● Records to use
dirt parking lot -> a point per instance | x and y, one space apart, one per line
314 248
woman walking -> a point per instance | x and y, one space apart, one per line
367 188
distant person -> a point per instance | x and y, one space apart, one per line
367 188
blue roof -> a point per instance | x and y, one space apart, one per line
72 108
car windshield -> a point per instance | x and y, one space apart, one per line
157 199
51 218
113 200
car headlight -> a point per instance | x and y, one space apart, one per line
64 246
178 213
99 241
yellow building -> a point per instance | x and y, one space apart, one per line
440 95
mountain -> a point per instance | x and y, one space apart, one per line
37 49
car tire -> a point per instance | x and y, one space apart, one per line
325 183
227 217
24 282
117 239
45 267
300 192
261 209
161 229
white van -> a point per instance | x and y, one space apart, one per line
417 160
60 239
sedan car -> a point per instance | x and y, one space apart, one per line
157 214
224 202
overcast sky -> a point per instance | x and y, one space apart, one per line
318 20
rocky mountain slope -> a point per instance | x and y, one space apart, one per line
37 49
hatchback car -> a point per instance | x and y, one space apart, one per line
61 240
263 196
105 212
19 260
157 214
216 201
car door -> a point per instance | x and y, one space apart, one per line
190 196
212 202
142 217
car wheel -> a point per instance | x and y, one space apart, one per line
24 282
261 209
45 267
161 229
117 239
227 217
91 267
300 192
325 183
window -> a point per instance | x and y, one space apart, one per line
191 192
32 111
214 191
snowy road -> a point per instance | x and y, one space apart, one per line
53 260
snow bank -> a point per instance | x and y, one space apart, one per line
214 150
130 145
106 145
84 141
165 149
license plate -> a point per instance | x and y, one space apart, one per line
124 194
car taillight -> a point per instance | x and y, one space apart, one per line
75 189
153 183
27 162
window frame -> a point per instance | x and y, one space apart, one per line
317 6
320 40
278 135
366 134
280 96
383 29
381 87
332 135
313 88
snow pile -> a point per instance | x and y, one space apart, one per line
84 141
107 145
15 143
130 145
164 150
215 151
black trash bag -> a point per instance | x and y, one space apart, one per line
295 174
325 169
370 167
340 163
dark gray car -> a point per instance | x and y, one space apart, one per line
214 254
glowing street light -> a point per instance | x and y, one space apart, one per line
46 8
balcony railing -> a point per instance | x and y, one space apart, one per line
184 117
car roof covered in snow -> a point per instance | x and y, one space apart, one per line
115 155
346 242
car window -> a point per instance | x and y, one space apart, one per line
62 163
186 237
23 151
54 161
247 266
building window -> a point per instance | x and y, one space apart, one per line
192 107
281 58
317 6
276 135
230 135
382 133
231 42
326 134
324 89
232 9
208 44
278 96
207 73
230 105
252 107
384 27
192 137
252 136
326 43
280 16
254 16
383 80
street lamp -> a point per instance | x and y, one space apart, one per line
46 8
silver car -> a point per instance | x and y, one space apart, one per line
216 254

● Challenge
Render the entries from the line holding "building window ->" through the end of the entries, inclusive, as a two-column CSV with columns named text and answer. Give one row per entry, with each value in a single quoted field and line breaks replaced by spaces.

● Full solution
text,answer
"building window -> a point per instance | x and y, one space apart, one per line","192 107 281 58 317 6 276 135 230 135 382 133 231 42 326 134 324 89 232 9 208 44 278 96 207 73 230 105 252 107 384 27 192 137 252 136 326 43 280 16 254 16 383 80"
"street lamp -> a point per instance | x and y, one space apart, one per line","46 8"
"silver car -> a point per instance | x and y, one space apart, one per line","216 254"